• **ЦЕЛЬ A**
Определите, соответствуют ли фрагменту утверждения (i), (ii) и (iii). Для каждого ответьте «да» или «нет» и приведите дословную цитату из фрагмента, на которой основан ответ: (i) после первого курса стройотряд укладывал бетонные дорожки вокруг Останкинской телебашни; (ii) за работу в стройотряде студентам заплатили около трехсот рублей; (iii) на время вступительных экзаменов ректор МГИМО оставался в Москве.

== ФРАГМЕНТ

Почему-то припомнились намеки на эту тему со стороны преподавателя английского военного перевода полковника Муратова, выделявшего меня среди других студентов. Это выражалось, в том числе, в его обращении к нам: «– Ефанов, Шумский, Щербаков энд комрад Ваниев», – после чего ко мне прочно приклеилось погоняло «комрад».
Хотя усердие проявлял не только я. Так, упомянутый студент Ефанов, переводя штабной документ и дойдя до подписи «colonel White», завершил свой доклад словами: «– Подписал полковник Белый».
Экзамен по спецпереводу, как и госэкзамен по английскому, я сдал на отлично, хотя второй гос – научный коммунизм –
Когда я доложил о вызове в военкомат институтскому кадровику, он лишь развел руками – против Минобороны не попрешь. При этом добавил, что мои выездные документы направлены в ЦК КПСС и единственное, что нам остается – ждать решения. Ожидать пришлось недолго – решение о направлении меня на работу в совпосольство в Польше состоялось раньше, чем меня забрили в армию. Когда я доложил об этом военкомовскому майору, он воспринял это без прежней улыбки. Против решения ЦК КПСС тем более не попрешь.
Прощай, МГИМО, здравствуй, МИД
Покидая стены Альма-матер в 1971 году (Министр С.В. Лавров сделал это годом позже), припомнил некоторые эпизоды пребывания в них.
После окончания первого курса довелось поработать в составе студенческого стройотряда на возводимом в ту пору грандиозном объекте – Останкинской телебашне. Правда, наше участие в реализации этого проекта заключалось не в строительстве самой башни, а в укладке бетонных дорожек вокруг нее. Ребята, которые ездили в составе стройотрядов в Сибирь и другие отдаленные регионы нашей необъятной Родины, привозили неплохие деньги. Нам же за достаточно нелегкий труд – класть бетон при тридцатиградусной жаре – заплатили чисто символически – около тридцати рублей. Но на пиво хватило.
После второго курса пришлось принять участие в не менее ответственном деле – стать членом заградкордона на период вступительных экзаменов в МГИМО. Поскольку наш ВУЗ тогда был, и сейчас, впрочем, остается придворным заведением, и желающих поступить в него было более, чем предостаточно, главным образом из числа отпрысков высокопоставленных персон, сложилась следующая практика. Ректор МГИМО на период вступительных экзаменов брал отпуск и выезжал на заслуженный отдых подальше от столицы, наслаждаясь благами изоляции от внешнего мира, т. е. от настойчивых просьб о содействии в поступлении, поскольку мобильной связи тогда еще не было. Бразды правления на этот период, включая надзор за ходом вступительных экзаменов, доверялись проректору института.

====

• **ЦЕЛЬ B**
Замените «sky» на «sea» в записях, начиная со строки с «Provide the polygon of every instance of the sky.» и заканчивая строкой с «Segment each instance of the sky.» включительно. Приведите только эти строки, больше ничего в них не меняя.

== ПРЕДОСТАВЛЕННЫЕ ЗАПИСИ

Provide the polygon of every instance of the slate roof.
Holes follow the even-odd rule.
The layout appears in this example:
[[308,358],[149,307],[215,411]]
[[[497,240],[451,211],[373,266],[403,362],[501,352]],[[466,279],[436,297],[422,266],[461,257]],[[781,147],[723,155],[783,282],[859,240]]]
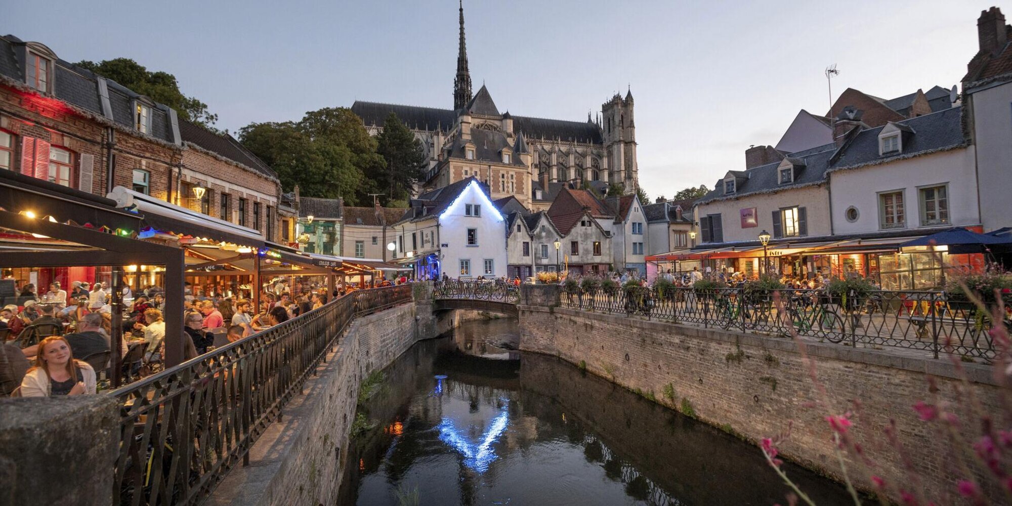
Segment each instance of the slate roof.
[[[878,155],[878,133],[881,132],[881,126],[863,131],[844,147],[830,170],[878,164],[962,146],[965,141],[960,123],[961,109],[962,107],[951,107],[898,121],[898,125],[909,128],[915,133],[904,136],[903,152],[898,154]],[[809,168],[812,168],[811,165]]]
[[364,102],[355,100],[351,111],[366,126],[383,126],[387,116],[394,112],[409,129],[434,132],[449,132],[456,122],[456,112],[450,109],[435,107],[419,107],[417,105],[400,105],[394,103]]
[[496,102],[492,101],[492,95],[489,94],[489,89],[482,85],[482,89],[478,90],[475,97],[468,102],[468,111],[472,114],[480,114],[483,116],[498,116],[499,108],[496,107]]
[[199,124],[180,118],[179,136],[182,137],[184,142],[199,146],[212,153],[217,153],[224,158],[258,172],[262,176],[277,180],[277,173],[273,169],[228,134],[218,135]]
[[[19,55],[23,55],[27,44],[14,35],[0,36],[0,75],[22,85],[26,85],[25,70]],[[115,81],[106,79],[111,108],[111,116],[109,116],[102,110],[98,91],[98,76],[59,58],[54,60],[53,67],[54,79],[50,81],[53,86],[48,93],[49,95],[84,109],[95,116],[111,120],[128,130],[136,130],[133,100],[141,95]],[[150,99],[148,100],[150,101]],[[148,135],[168,143],[174,143],[174,134],[169,120],[169,107],[160,103],[152,103],[154,104],[154,107],[151,108],[152,129]]]
[[306,218],[310,215],[313,215],[314,220],[336,220],[341,218],[341,199],[318,198],[314,196],[299,197],[299,216]]
[[412,198],[411,206],[405,210],[401,219],[398,220],[398,223],[407,220],[417,221],[431,217],[438,217],[443,210],[446,210],[446,207],[449,207],[449,205],[453,203],[453,200],[457,197],[457,195],[459,195],[472,181],[478,182],[482,191],[485,192],[486,196],[488,196],[488,186],[482,184],[482,182],[475,176],[467,177],[441,188],[426,191],[425,193],[419,195],[418,198]]
[[566,142],[604,144],[601,129],[590,121],[513,116],[513,132],[522,132],[528,139],[558,139]]
[[[467,158],[465,146],[468,144],[468,141],[459,136],[453,138],[449,146],[449,156],[451,158]],[[475,148],[475,160],[484,162],[502,163],[502,151],[506,148],[513,149],[509,139],[506,139],[503,133],[481,129],[471,129],[470,144]],[[510,165],[526,167],[520,157],[511,157]]]

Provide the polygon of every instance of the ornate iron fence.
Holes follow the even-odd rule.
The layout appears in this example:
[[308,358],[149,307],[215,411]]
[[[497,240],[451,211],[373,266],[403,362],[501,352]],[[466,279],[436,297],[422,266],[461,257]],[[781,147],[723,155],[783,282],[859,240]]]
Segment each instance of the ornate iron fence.
[[448,281],[437,281],[432,296],[434,299],[475,299],[516,304],[520,300],[520,288],[502,279],[451,279]]
[[792,327],[798,335],[833,343],[922,349],[935,358],[947,348],[966,359],[995,356],[991,316],[941,292],[875,291],[851,300],[814,289],[779,292],[780,308],[772,294],[740,288],[564,289],[562,306],[774,335],[789,335]]
[[121,505],[196,504],[280,420],[351,320],[411,301],[411,286],[353,291],[111,393],[120,404]]

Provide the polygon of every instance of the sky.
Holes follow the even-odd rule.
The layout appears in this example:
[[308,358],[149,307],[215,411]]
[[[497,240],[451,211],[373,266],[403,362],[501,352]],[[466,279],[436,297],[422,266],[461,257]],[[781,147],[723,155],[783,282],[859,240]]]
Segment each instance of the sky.
[[[500,111],[583,121],[631,89],[641,186],[670,197],[742,170],[745,150],[776,145],[799,109],[825,113],[829,65],[834,98],[951,88],[995,1],[463,4],[475,92],[485,83]],[[125,57],[172,73],[232,132],[355,100],[453,103],[456,0],[4,4],[0,32],[70,62]],[[39,15],[44,4],[67,22]]]

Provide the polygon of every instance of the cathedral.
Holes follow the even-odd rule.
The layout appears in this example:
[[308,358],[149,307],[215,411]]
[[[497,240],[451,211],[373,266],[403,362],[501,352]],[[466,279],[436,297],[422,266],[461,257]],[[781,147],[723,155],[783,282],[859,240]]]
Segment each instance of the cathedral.
[[[453,79],[453,108],[355,101],[351,110],[375,135],[390,112],[421,141],[429,170],[420,190],[468,177],[488,184],[493,199],[514,196],[532,209],[546,208],[558,183],[605,192],[618,184],[639,186],[632,93],[615,94],[586,121],[544,119],[500,112],[488,88],[472,92],[459,8],[459,49]],[[557,183],[557,184],[552,184]]]

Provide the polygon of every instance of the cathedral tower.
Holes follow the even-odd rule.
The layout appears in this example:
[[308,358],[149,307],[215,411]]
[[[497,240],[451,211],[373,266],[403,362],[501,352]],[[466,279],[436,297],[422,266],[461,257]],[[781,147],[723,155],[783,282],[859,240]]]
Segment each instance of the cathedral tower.
[[604,151],[610,179],[608,182],[621,183],[625,191],[631,192],[640,185],[639,167],[636,157],[636,122],[632,118],[632,91],[622,98],[615,93],[601,105],[604,131]]
[[456,77],[453,79],[453,109],[462,109],[471,101],[471,72],[468,70],[468,48],[463,40],[463,0],[460,0],[460,47],[456,55]]

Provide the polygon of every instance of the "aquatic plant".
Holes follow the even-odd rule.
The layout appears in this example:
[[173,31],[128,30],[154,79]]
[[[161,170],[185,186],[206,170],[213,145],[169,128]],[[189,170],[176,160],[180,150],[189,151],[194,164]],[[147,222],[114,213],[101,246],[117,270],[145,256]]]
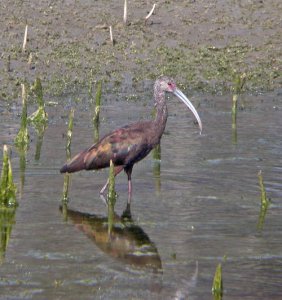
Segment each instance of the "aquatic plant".
[[69,113],[67,144],[66,144],[67,159],[71,158],[71,140],[72,140],[72,131],[73,131],[73,118],[74,118],[74,108],[72,108]]
[[0,207],[0,264],[4,262],[15,216],[16,207]]
[[150,10],[150,12],[148,13],[148,15],[145,17],[145,24],[147,24],[147,21],[149,20],[149,18],[154,13],[155,8],[156,8],[156,3],[154,3],[153,8]]
[[101,110],[101,98],[102,98],[102,81],[97,82],[95,96],[95,112],[93,116],[93,123],[99,123],[100,110]]
[[123,6],[123,23],[127,25],[127,0],[124,0]]
[[218,264],[213,278],[212,294],[214,300],[221,300],[223,295],[221,264]]
[[114,225],[114,216],[115,216],[115,203],[116,203],[116,191],[115,191],[115,173],[114,173],[114,164],[111,160],[110,162],[110,172],[109,172],[109,189],[107,195],[108,203],[108,235],[110,237],[113,225]]
[[266,196],[266,191],[265,191],[265,186],[264,186],[264,181],[263,181],[261,170],[258,172],[258,180],[259,180],[259,187],[260,187],[260,192],[261,192],[261,196],[260,196],[261,204],[260,204],[260,214],[259,214],[257,228],[258,228],[258,230],[262,230],[263,226],[264,226],[266,212],[267,212],[268,206],[270,204],[270,199],[267,198],[267,196]]
[[36,95],[38,109],[28,117],[28,122],[33,123],[35,126],[46,125],[46,123],[48,122],[48,114],[45,111],[43,89],[40,78],[36,78],[31,90]]
[[28,30],[28,25],[25,25],[25,31],[24,31],[24,39],[23,39],[23,52],[26,51],[26,44],[27,44],[27,30]]
[[233,78],[232,86],[232,141],[234,144],[237,143],[237,110],[238,110],[238,98],[242,93],[244,84],[246,82],[247,75],[246,73],[238,74],[235,73]]
[[114,40],[114,36],[113,36],[113,28],[112,28],[112,26],[110,26],[109,29],[110,29],[110,40],[111,40],[112,45],[114,46],[115,40]]
[[3,146],[3,164],[0,178],[0,207],[17,206],[16,185],[13,180],[10,153],[7,145]]
[[15,144],[18,148],[26,148],[29,144],[29,134],[27,129],[27,93],[24,83],[22,87],[22,115],[21,115],[21,127],[15,138]]

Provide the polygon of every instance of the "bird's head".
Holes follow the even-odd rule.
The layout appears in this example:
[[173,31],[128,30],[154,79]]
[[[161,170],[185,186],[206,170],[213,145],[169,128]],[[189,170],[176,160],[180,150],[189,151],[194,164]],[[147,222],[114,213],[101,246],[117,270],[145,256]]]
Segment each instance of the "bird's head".
[[175,81],[172,78],[169,77],[161,77],[157,79],[155,83],[155,97],[160,96],[161,94],[164,94],[165,92],[173,93],[177,98],[179,98],[181,101],[184,102],[184,104],[192,111],[194,114],[199,127],[200,127],[200,133],[202,132],[202,121],[200,119],[200,116],[194,107],[194,105],[191,103],[191,101],[181,92],[180,89],[177,88]]

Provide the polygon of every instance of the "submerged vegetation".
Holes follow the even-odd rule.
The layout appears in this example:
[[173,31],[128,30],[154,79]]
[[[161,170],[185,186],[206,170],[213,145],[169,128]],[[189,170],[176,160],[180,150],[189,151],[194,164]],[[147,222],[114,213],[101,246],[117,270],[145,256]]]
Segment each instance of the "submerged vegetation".
[[258,180],[259,180],[259,187],[260,187],[260,214],[259,220],[257,224],[258,230],[262,230],[264,226],[265,216],[270,204],[270,199],[266,196],[265,186],[263,182],[262,172],[261,170],[258,172]]
[[214,300],[221,300],[223,295],[221,264],[218,264],[212,285],[212,294]]
[[17,206],[16,186],[13,180],[12,165],[7,145],[3,147],[3,165],[0,178],[0,207]]

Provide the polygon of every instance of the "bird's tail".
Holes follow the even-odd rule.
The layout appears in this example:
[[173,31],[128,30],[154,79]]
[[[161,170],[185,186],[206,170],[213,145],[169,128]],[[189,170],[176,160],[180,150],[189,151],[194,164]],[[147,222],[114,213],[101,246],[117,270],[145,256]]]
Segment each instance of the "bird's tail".
[[87,150],[78,153],[69,162],[67,162],[61,169],[61,173],[74,173],[85,169],[84,158]]

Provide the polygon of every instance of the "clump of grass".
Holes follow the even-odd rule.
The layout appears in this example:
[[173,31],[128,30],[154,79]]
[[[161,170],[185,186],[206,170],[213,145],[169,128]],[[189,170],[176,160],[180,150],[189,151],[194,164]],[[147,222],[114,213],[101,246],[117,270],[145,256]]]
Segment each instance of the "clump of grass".
[[28,122],[35,124],[35,126],[46,125],[48,122],[48,114],[45,111],[43,89],[40,78],[36,78],[31,89],[36,95],[38,109],[31,116],[28,117]]
[[22,83],[22,115],[21,127],[15,138],[15,144],[18,148],[24,149],[29,144],[29,134],[27,129],[27,93],[26,86]]
[[0,207],[17,206],[16,185],[13,180],[10,153],[7,145],[3,147],[3,165],[0,179]]
[[213,285],[212,285],[212,294],[214,300],[221,300],[223,295],[223,285],[222,285],[222,270],[221,264],[218,264],[214,278],[213,278]]
[[260,186],[260,192],[261,192],[261,196],[260,196],[261,204],[260,204],[260,214],[259,214],[257,228],[259,230],[262,230],[263,226],[264,226],[266,212],[267,212],[268,206],[270,204],[270,199],[267,198],[267,196],[266,196],[266,191],[265,191],[265,186],[264,186],[264,181],[263,181],[261,170],[258,172],[258,180],[259,180],[259,186]]

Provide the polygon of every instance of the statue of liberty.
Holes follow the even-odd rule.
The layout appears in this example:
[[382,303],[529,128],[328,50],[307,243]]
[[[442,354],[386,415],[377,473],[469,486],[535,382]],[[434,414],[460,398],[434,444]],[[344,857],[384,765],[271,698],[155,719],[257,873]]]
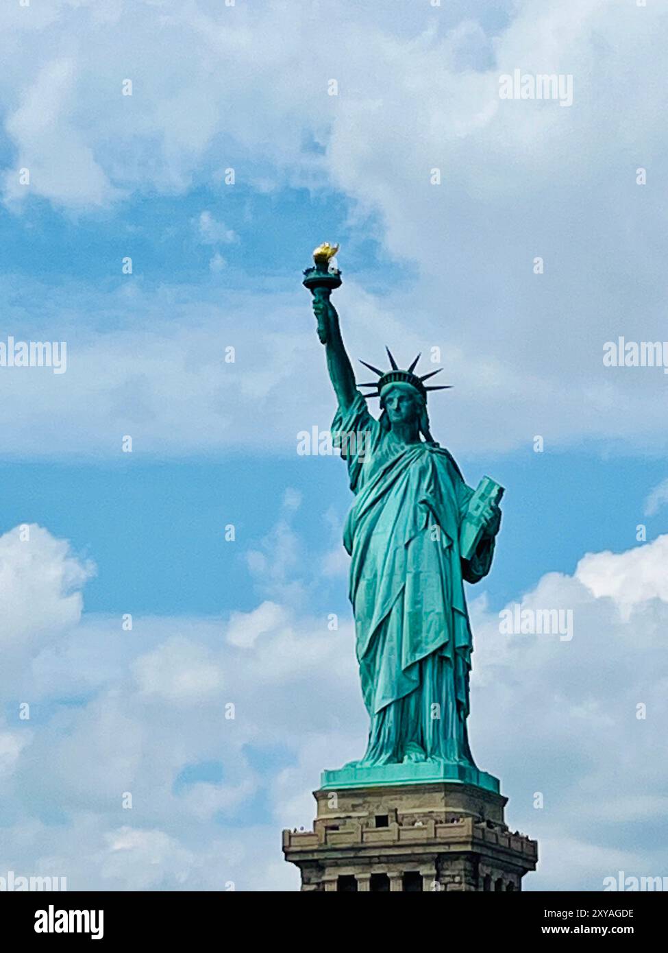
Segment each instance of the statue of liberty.
[[[312,288],[313,307],[338,403],[334,445],[355,495],[343,541],[371,720],[364,757],[346,767],[403,764],[410,771],[426,762],[425,769],[461,765],[481,775],[466,725],[473,646],[463,581],[477,582],[490,571],[500,494],[478,506],[477,535],[465,558],[462,524],[478,492],[430,432],[427,394],[444,388],[424,381],[438,372],[415,374],[419,355],[401,370],[388,350],[390,369],[362,361],[377,380],[357,385],[331,287],[324,293]],[[373,392],[362,395],[358,386]],[[367,408],[369,396],[380,399],[378,419]]]

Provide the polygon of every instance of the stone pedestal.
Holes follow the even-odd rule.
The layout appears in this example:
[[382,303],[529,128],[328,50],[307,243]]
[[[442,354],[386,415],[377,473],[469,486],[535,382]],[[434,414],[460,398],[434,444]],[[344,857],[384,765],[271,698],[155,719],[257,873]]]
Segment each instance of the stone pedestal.
[[457,782],[314,792],[313,831],[283,831],[302,890],[521,890],[537,843],[504,821],[507,798]]

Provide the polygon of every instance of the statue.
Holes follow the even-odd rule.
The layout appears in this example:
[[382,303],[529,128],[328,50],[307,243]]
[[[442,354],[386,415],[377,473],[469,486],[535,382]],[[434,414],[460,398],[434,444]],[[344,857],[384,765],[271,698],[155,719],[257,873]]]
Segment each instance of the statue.
[[[402,370],[387,349],[390,369],[361,361],[377,380],[355,382],[330,298],[341,284],[330,266],[337,248],[315,250],[304,284],[314,294],[338,403],[334,445],[355,495],[343,539],[371,725],[361,760],[323,778],[387,783],[438,777],[492,788],[496,782],[497,789],[469,747],[473,645],[463,581],[477,582],[490,571],[503,490],[485,477],[474,492],[432,436],[427,395],[447,388],[425,384],[438,371],[415,373],[419,355]],[[373,391],[363,395],[359,387]],[[369,397],[380,400],[378,419],[367,408]],[[399,767],[389,770],[393,765]]]

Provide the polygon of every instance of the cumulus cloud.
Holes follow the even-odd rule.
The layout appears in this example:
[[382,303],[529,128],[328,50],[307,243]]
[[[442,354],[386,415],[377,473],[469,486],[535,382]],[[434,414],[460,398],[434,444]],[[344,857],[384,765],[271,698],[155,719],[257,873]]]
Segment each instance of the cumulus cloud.
[[[347,248],[357,270],[356,285],[348,272],[337,294],[346,340],[353,355],[372,361],[386,340],[404,361],[439,349],[455,390],[434,400],[435,434],[488,452],[528,447],[536,434],[551,447],[613,438],[656,449],[665,440],[660,371],[604,367],[602,356],[617,334],[663,336],[664,295],[656,289],[666,207],[652,182],[666,172],[654,64],[668,15],[658,5],[616,0],[522,0],[504,10],[505,22],[482,3],[406,8],[401,17],[388,8],[383,17],[346,0],[318,57],[304,51],[324,3],[309,15],[273,2],[242,9],[166,0],[137,3],[132,12],[117,4],[102,30],[99,4],[61,0],[49,30],[43,13],[19,22],[13,11],[0,38],[13,144],[6,198],[13,208],[27,193],[16,184],[21,166],[33,170],[32,193],[77,212],[114,194],[211,187],[228,163],[237,184],[257,192],[268,178],[277,193],[334,188],[349,203]],[[33,42],[14,42],[17,32]],[[69,52],[54,59],[58,37]],[[36,55],[37,73],[26,59]],[[498,77],[515,69],[572,75],[573,106],[500,100]],[[336,96],[328,95],[333,77]],[[132,96],[122,95],[125,78]],[[637,184],[638,168],[648,172],[646,186]],[[233,240],[237,222],[211,210],[201,216],[201,240]],[[389,270],[409,265],[419,280],[401,282],[389,299],[366,291],[373,276],[360,249],[368,238]],[[534,273],[536,257],[542,274]],[[226,273],[217,249],[209,269]],[[82,327],[99,310],[99,289],[91,292],[78,311]],[[199,290],[189,294],[179,311],[192,326],[211,306]],[[174,294],[182,300],[183,289]],[[163,321],[143,336],[121,330],[72,341],[78,353],[62,380],[32,375],[8,385],[10,400],[37,417],[50,406],[67,408],[65,433],[47,427],[38,437],[39,424],[24,428],[16,452],[68,452],[83,418],[79,445],[111,453],[111,433],[132,412],[135,429],[162,453],[246,446],[251,398],[266,405],[255,438],[284,452],[304,394],[309,419],[297,430],[326,427],[331,414],[296,286],[289,301],[251,294],[230,309],[240,360],[253,355],[233,388],[201,373],[220,353],[219,314],[199,321],[201,338],[193,333],[190,346]],[[139,294],[111,326],[126,327],[137,310],[155,313]],[[67,301],[61,314],[72,312]],[[276,312],[280,322],[263,325],[258,344],[248,314]],[[200,361],[199,374],[189,373],[184,348]],[[306,369],[300,393],[293,379],[282,389],[283,372],[295,363]],[[120,380],[119,367],[128,368]]]
[[[74,558],[42,534],[42,559],[25,571],[35,583]],[[513,829],[539,841],[529,888],[665,873],[655,822],[665,812],[668,593],[655,567],[668,570],[667,538],[589,554],[573,576],[548,574],[518,598],[572,609],[568,642],[502,635],[484,597],[472,602],[472,743],[502,780]],[[12,821],[0,866],[67,876],[70,889],[294,889],[280,828],[308,823],[319,771],[364,745],[350,622],[332,633],[290,602],[265,602],[227,622],[143,618],[129,633],[77,615],[64,627],[68,597],[37,598],[56,621],[47,631],[33,607],[40,639],[19,691],[39,720],[19,720],[13,683],[0,690],[0,796]]]
[[645,516],[656,517],[666,503],[668,503],[668,479],[661,480],[647,495],[644,504]]

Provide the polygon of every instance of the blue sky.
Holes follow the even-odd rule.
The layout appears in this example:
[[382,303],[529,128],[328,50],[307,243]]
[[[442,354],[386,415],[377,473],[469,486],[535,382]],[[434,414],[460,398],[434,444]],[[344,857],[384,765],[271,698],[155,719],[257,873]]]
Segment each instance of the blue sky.
[[[430,398],[435,438],[470,484],[506,487],[469,590],[471,724],[541,843],[527,886],[666,873],[668,381],[602,363],[619,335],[665,336],[666,11],[0,16],[0,340],[68,345],[63,375],[0,368],[0,875],[55,858],[71,889],[294,888],[280,829],[366,730],[345,467],[296,453],[334,410],[300,283],[325,239],[352,357],[435,355],[454,384]],[[516,68],[573,75],[573,106],[499,100]],[[514,602],[572,608],[573,640],[502,640]]]

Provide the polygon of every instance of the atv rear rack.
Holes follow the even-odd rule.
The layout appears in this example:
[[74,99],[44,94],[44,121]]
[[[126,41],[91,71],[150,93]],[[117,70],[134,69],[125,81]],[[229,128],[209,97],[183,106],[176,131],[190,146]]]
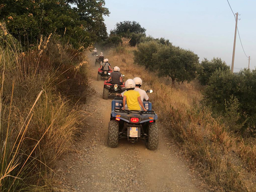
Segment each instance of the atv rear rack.
[[150,114],[153,115],[155,114],[155,111],[131,111],[129,109],[123,110],[122,109],[115,109],[115,112],[117,113],[134,113],[135,114]]

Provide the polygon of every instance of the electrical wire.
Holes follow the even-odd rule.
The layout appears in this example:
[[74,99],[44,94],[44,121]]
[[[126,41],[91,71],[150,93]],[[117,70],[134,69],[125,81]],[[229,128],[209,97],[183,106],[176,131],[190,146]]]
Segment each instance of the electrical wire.
[[[230,4],[229,4],[229,2],[228,2],[228,0],[227,0],[227,1],[228,2],[228,5],[229,5],[229,7],[230,7],[230,9],[231,9],[231,11],[232,12],[232,13],[233,13],[233,15],[234,16],[234,17],[235,17],[235,20],[236,20],[236,15],[235,15],[235,13],[234,13],[234,12],[233,11],[233,10],[232,9],[232,8],[231,7],[231,6],[230,5]],[[242,45],[242,48],[243,48],[243,50],[244,51],[244,54],[246,56],[247,58],[249,58],[249,57],[247,56],[247,55],[245,53],[245,52],[244,51],[244,46],[243,46],[243,44],[242,43],[242,41],[241,40],[241,37],[240,36],[240,34],[239,33],[239,30],[238,29],[238,27],[237,27],[237,32],[238,32],[238,35],[239,36],[239,39],[240,40],[240,43],[241,43],[241,45]]]
[[228,5],[229,5],[229,7],[230,7],[230,9],[231,9],[231,11],[232,11],[232,12],[233,13],[233,15],[234,15],[234,16],[235,17],[235,19],[236,19],[236,16],[235,16],[235,13],[234,13],[234,12],[233,11],[233,10],[232,10],[232,8],[231,7],[231,6],[229,4],[229,2],[228,2],[228,0],[227,0],[227,1],[228,1]]

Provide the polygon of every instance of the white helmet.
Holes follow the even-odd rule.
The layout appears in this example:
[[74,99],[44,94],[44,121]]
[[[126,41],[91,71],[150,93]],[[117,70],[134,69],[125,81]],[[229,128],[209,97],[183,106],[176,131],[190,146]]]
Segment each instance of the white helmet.
[[114,71],[118,71],[118,68],[119,68],[118,67],[116,66],[114,68]]
[[140,85],[140,86],[142,85],[142,80],[140,77],[135,77],[133,78],[133,80],[136,85]]
[[125,86],[126,89],[135,88],[136,86],[134,81],[131,79],[126,80],[124,84],[124,86]]

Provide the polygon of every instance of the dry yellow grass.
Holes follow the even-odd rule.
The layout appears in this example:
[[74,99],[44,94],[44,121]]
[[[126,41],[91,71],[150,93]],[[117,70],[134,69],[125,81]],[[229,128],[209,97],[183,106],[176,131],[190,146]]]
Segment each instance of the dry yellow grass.
[[202,97],[199,84],[194,81],[172,87],[167,78],[159,78],[155,72],[133,63],[133,51],[136,49],[130,47],[121,52],[110,50],[109,62],[120,67],[126,79],[140,77],[143,89],[154,90],[150,97],[160,123],[171,130],[210,188],[215,191],[256,191],[254,175],[246,171],[238,157],[237,139],[207,109],[197,107]]
[[49,191],[49,171],[80,131],[83,117],[67,98],[86,87],[86,63],[51,36],[25,52],[6,37],[0,47],[0,191]]

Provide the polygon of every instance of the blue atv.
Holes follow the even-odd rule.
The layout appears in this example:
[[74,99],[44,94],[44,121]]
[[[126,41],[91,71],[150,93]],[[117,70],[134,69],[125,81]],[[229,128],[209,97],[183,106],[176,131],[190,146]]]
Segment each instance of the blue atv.
[[108,124],[108,146],[116,147],[119,139],[127,138],[132,143],[137,142],[140,139],[146,141],[149,149],[156,149],[159,140],[156,123],[157,115],[152,110],[151,103],[143,102],[147,111],[123,110],[122,103],[122,97],[116,97],[112,101],[111,116]]

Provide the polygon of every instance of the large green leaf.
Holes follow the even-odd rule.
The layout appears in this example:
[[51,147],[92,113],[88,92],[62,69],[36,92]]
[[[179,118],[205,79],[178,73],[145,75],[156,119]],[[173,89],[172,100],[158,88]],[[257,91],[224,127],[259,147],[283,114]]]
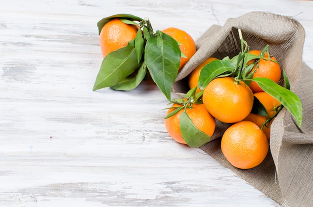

====

• **ПОЛНЫЙ ОТВЕТ A**
(i) Да: «наше участие в реализации этого проекта заключалось не в строительстве самой башни, а в укладке бетонных дорожек вокруг нее».
(ii) Нет: «заплатили чисто символически – около тридцати рублей».
(iii) Нет: «Ректор МГИМО на период вступительных экзаменов брал отпуск и выезжал на заслуженный отдых подальше от столицы».

• **ПОЛНЫЙ ОТВЕТ B**
Provide the polygon of every instance of the sea.
Holes follow the even-odd rule.
The layout appears in this example:
[[308,358],[149,307],[215,411]]
[[[497,240],[451,211],[373,266],[403,362],[501,352]],[[466,279],[436,297],[422,266],[461,257]],[[781,147],[723,155],[783,282],[859,240]]]
Segment each instance of the sea.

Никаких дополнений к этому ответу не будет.